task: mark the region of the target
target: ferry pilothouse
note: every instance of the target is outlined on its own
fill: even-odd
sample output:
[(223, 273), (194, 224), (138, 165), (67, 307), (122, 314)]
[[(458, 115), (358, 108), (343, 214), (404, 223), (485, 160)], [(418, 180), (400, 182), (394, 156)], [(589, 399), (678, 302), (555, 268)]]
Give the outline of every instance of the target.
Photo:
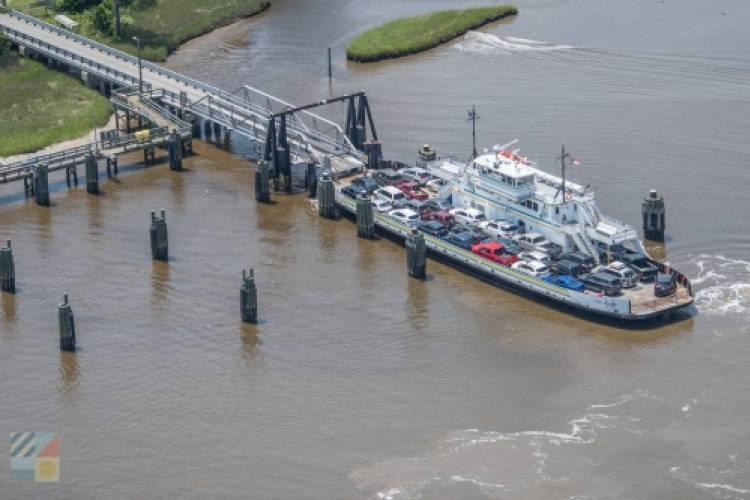
[[(496, 146), (460, 169), (451, 188), (454, 206), (475, 208), (488, 219), (517, 222), (526, 232), (542, 234), (563, 253), (577, 250), (597, 264), (600, 250), (615, 245), (647, 253), (634, 227), (601, 213), (590, 187), (565, 179), (569, 155), (564, 148), (563, 177), (557, 177), (507, 149), (514, 143)], [(453, 162), (455, 171), (458, 164)]]

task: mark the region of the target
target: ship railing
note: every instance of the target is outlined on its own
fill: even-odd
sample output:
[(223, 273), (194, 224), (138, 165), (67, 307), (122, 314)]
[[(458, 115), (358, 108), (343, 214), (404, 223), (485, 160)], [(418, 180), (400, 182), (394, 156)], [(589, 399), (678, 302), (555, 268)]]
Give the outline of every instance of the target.
[(691, 297), (693, 296), (693, 284), (690, 282), (690, 278), (677, 271), (676, 269), (673, 269), (671, 266), (664, 264), (663, 262), (658, 262), (651, 258), (647, 258), (647, 260), (651, 265), (655, 266), (660, 273), (671, 274), (672, 276), (674, 276), (677, 283), (684, 286), (685, 290), (688, 291), (688, 294)]

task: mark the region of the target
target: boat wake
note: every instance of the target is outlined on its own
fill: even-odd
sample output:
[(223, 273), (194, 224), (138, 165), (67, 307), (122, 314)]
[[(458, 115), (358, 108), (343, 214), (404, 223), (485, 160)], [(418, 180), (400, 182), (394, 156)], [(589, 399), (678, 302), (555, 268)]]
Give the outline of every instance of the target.
[(695, 304), (706, 314), (741, 314), (750, 311), (750, 262), (723, 255), (699, 255)]
[[(594, 404), (567, 424), (567, 430), (520, 432), (466, 429), (450, 433), (436, 449), (413, 457), (388, 459), (351, 474), (361, 492), (377, 499), (417, 498), (610, 498), (612, 492), (643, 493), (653, 488), (701, 497), (745, 497), (750, 482), (746, 457), (732, 464), (692, 465), (689, 455), (654, 458), (634, 476), (613, 464), (622, 457), (657, 457), (668, 446), (665, 429), (689, 417), (689, 404), (670, 404), (643, 391)], [(675, 461), (680, 464), (674, 466)], [(658, 462), (658, 463), (657, 463)], [(742, 474), (720, 474), (732, 470)], [(750, 475), (748, 475), (750, 477)], [(596, 478), (591, 480), (591, 478)], [(666, 485), (666, 486), (665, 486)], [(664, 490), (662, 490), (664, 491)], [(653, 491), (652, 491), (653, 492)], [(737, 496), (739, 495), (739, 496)]]
[(570, 50), (570, 45), (555, 45), (527, 38), (496, 36), (482, 31), (469, 31), (453, 45), (458, 50), (482, 54), (508, 52), (552, 52)]

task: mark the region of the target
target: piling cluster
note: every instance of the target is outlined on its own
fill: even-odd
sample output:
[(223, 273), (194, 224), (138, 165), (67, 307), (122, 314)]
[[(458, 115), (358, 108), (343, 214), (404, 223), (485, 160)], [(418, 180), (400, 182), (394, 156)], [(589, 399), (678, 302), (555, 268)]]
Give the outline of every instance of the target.
[(34, 199), (38, 205), (49, 206), (49, 168), (45, 164), (36, 165), (32, 169)]
[(0, 248), (0, 290), (11, 293), (16, 291), (16, 267), (10, 240)]
[(258, 162), (255, 169), (255, 199), (261, 203), (271, 202), (271, 187), (268, 185), (270, 180), (270, 166), (265, 160)]
[(641, 214), (643, 215), (643, 235), (646, 239), (664, 241), (664, 231), (667, 226), (666, 207), (664, 197), (655, 189), (652, 189), (641, 203)]
[(86, 165), (86, 191), (99, 194), (99, 164), (93, 153), (88, 153), (84, 160)]
[(323, 172), (318, 180), (318, 215), (326, 219), (336, 216), (336, 191), (331, 172)]
[(57, 319), (60, 329), (60, 350), (75, 352), (76, 325), (73, 317), (73, 308), (70, 307), (67, 293), (63, 295), (62, 304), (57, 306)]
[(182, 170), (182, 139), (177, 133), (172, 134), (167, 142), (169, 154), (169, 168), (179, 172)]
[(427, 246), (424, 235), (413, 229), (406, 236), (406, 270), (409, 276), (424, 279), (427, 276)]
[(357, 236), (367, 239), (375, 237), (375, 214), (369, 196), (357, 196)]
[(252, 269), (242, 270), (242, 286), (240, 287), (240, 312), (242, 321), (255, 323), (258, 321), (258, 292), (255, 288), (255, 274)]
[(154, 260), (166, 261), (169, 258), (169, 240), (167, 238), (167, 215), (162, 209), (161, 217), (151, 212), (151, 256)]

◆ **Problem statement**: Your reply should restate the data above word for word and contain no pictures.

◆ **Answer for this exercise**:
task: mark the region of the target
target: ferry pilothouse
note: every instance of the target is outlined on its own
fill: even-odd
sample output:
[(223, 273), (194, 224), (138, 165), (67, 307), (122, 314)]
[[(458, 115), (358, 108), (343, 214), (404, 223), (485, 160)], [(418, 180), (400, 182), (394, 156)], [(589, 399), (678, 302), (555, 268)]]
Give the outline of every instance of the target.
Photo:
[[(496, 146), (460, 169), (451, 188), (454, 206), (475, 208), (488, 219), (517, 222), (526, 232), (542, 234), (563, 253), (577, 250), (597, 264), (600, 250), (615, 245), (647, 253), (634, 227), (601, 213), (590, 187), (565, 179), (569, 155), (564, 148), (563, 177), (557, 177), (507, 149), (514, 143)], [(453, 162), (455, 171), (458, 164)]]

task: mark the region of the target
target: ship railing
note: every instance of the target is outlined on its own
fill: even-odd
sample output:
[(223, 273), (194, 224), (138, 165), (67, 307), (122, 314)]
[[(458, 115), (358, 108), (343, 214), (404, 223), (485, 160)], [(418, 180), (400, 182), (394, 156)], [(589, 399), (678, 302), (555, 268)]]
Give the outline of every instance of the target.
[(691, 297), (693, 296), (693, 284), (690, 282), (690, 278), (677, 271), (676, 269), (673, 269), (671, 266), (664, 264), (663, 262), (658, 262), (651, 258), (647, 258), (647, 260), (651, 265), (655, 266), (660, 273), (671, 274), (672, 276), (674, 276), (677, 283), (684, 286), (685, 290), (688, 291), (688, 294)]

task: mark the region of the target
target: boat wake
note: every instance of the target is outlined on its own
fill: even-odd
sample output:
[(223, 273), (194, 224), (138, 165), (67, 307), (122, 314)]
[[(458, 115), (358, 108), (343, 214), (404, 223), (485, 160)], [(418, 180), (400, 182), (394, 156)], [(589, 399), (678, 302), (555, 268)]]
Give the outline of every instance of the target.
[(695, 304), (706, 314), (741, 314), (750, 311), (750, 262), (723, 255), (699, 255)]
[[(594, 404), (567, 424), (567, 430), (520, 432), (466, 429), (450, 433), (436, 449), (413, 457), (388, 459), (351, 474), (361, 492), (377, 499), (417, 498), (610, 498), (612, 492), (643, 493), (653, 488), (701, 497), (745, 497), (750, 482), (746, 457), (732, 464), (692, 465), (689, 455), (654, 458), (634, 476), (613, 464), (622, 457), (657, 457), (668, 446), (665, 429), (689, 417), (689, 404), (670, 404), (643, 391)], [(675, 461), (680, 464), (674, 466)], [(658, 462), (658, 463), (657, 463)], [(742, 474), (720, 474), (732, 470)], [(750, 475), (748, 475), (750, 477)], [(596, 478), (591, 480), (591, 478)], [(666, 485), (666, 486), (665, 486)], [(664, 490), (662, 490), (664, 491)], [(653, 491), (652, 491), (653, 492)], [(737, 496), (739, 495), (739, 496)]]
[(570, 50), (570, 45), (555, 45), (527, 38), (496, 36), (482, 31), (469, 31), (453, 45), (458, 50), (482, 54), (508, 52), (552, 52)]

task: mark the region of the target
target: piling cluster
note: every instance of the target is outlined on its own
fill: even-odd
sample output:
[(223, 273), (194, 224), (138, 165), (67, 307), (122, 314)]
[[(458, 115), (358, 108), (343, 214), (404, 223), (485, 160)], [(418, 180), (400, 182), (394, 156)], [(589, 399), (678, 302), (555, 268)]]
Give the outline of every instance of the target.
[(34, 199), (38, 205), (49, 206), (49, 168), (45, 164), (36, 165), (32, 169)]
[(0, 248), (0, 290), (11, 293), (16, 291), (16, 267), (10, 240)]
[(258, 162), (255, 169), (255, 199), (261, 203), (271, 202), (271, 187), (268, 185), (270, 180), (270, 166), (265, 160)]
[(641, 214), (643, 215), (643, 235), (646, 239), (664, 241), (664, 231), (667, 226), (666, 207), (664, 197), (655, 189), (652, 189), (641, 203)]
[(86, 165), (86, 191), (99, 194), (99, 164), (93, 153), (88, 153), (84, 160)]
[(323, 172), (318, 180), (318, 215), (326, 219), (336, 216), (336, 191), (331, 172)]
[(57, 319), (60, 329), (60, 350), (75, 352), (76, 325), (73, 317), (73, 308), (70, 307), (67, 293), (63, 295), (62, 304), (57, 306)]
[(182, 170), (182, 139), (177, 133), (172, 134), (167, 142), (169, 154), (169, 168), (179, 172)]
[(427, 246), (424, 235), (413, 229), (406, 236), (406, 270), (409, 276), (424, 279), (427, 276)]
[(357, 236), (367, 239), (375, 237), (375, 214), (369, 196), (357, 196)]
[(252, 269), (242, 270), (242, 286), (240, 287), (240, 312), (242, 321), (255, 323), (258, 321), (258, 292), (255, 288), (255, 274)]
[(154, 260), (166, 261), (169, 258), (169, 240), (167, 238), (167, 215), (162, 209), (161, 217), (151, 212), (151, 256)]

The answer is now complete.